[Referring expression pointing data]

★ ★ ★ ★ ★ ★ ★

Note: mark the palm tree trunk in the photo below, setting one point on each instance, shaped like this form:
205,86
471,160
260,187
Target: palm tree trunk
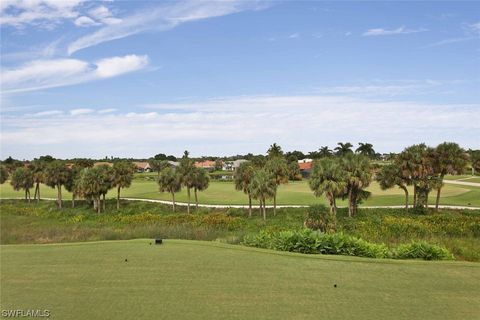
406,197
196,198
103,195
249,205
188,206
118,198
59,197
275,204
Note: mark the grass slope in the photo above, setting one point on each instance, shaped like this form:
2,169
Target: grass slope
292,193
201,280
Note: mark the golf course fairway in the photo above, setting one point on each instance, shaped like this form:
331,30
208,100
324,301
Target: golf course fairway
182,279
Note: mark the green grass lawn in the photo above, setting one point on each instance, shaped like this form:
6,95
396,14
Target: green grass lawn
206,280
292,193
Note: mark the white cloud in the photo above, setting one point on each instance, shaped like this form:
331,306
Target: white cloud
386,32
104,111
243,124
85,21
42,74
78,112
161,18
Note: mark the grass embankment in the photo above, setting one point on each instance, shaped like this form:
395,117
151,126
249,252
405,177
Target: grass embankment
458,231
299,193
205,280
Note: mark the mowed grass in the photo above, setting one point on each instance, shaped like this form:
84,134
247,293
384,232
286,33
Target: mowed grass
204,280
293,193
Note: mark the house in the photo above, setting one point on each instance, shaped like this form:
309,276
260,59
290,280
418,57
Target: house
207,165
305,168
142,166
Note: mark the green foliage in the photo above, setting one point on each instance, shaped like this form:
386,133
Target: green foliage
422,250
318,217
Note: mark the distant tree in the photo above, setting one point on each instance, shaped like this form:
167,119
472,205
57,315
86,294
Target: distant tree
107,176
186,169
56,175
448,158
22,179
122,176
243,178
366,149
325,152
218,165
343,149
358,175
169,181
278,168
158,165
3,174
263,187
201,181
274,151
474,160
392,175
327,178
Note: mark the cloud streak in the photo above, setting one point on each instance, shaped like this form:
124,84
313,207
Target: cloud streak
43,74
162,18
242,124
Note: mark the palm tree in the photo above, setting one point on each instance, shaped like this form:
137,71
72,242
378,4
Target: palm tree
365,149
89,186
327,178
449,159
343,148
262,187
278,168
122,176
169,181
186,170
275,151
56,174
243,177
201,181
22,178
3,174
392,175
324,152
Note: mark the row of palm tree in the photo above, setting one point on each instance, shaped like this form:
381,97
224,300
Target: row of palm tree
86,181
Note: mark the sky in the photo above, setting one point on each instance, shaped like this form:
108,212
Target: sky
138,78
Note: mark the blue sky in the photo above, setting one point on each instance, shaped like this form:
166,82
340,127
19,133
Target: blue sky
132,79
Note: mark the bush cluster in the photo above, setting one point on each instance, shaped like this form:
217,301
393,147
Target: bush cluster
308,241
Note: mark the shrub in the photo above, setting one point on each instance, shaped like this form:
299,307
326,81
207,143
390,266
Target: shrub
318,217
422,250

★ ★ ★ ★ ★ ★ ★

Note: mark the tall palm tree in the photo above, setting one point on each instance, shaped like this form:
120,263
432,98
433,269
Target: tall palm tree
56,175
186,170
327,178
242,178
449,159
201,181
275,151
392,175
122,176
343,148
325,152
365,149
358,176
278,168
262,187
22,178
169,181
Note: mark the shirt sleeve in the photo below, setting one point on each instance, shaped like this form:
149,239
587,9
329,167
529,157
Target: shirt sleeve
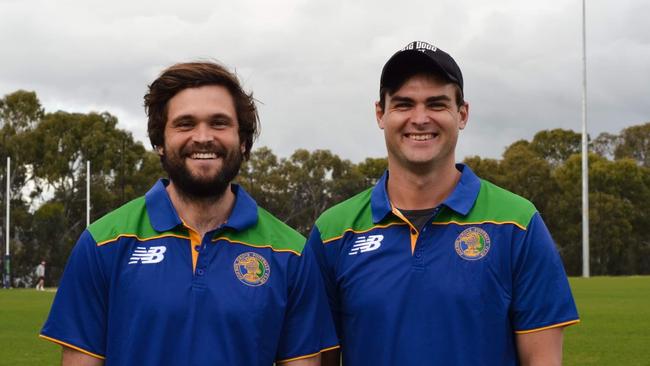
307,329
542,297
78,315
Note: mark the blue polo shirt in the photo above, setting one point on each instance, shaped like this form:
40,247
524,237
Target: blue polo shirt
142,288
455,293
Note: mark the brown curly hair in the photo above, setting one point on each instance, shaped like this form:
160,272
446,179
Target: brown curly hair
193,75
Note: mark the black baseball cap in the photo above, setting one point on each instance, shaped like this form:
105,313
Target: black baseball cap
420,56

★ ★ ★ ★ ★ ★ ★

▸ WHAT THIS TASK INVOLVES: Every line of the records above that contains the word "below" should be counted, and only the total given.

▸ RESPONSE: 2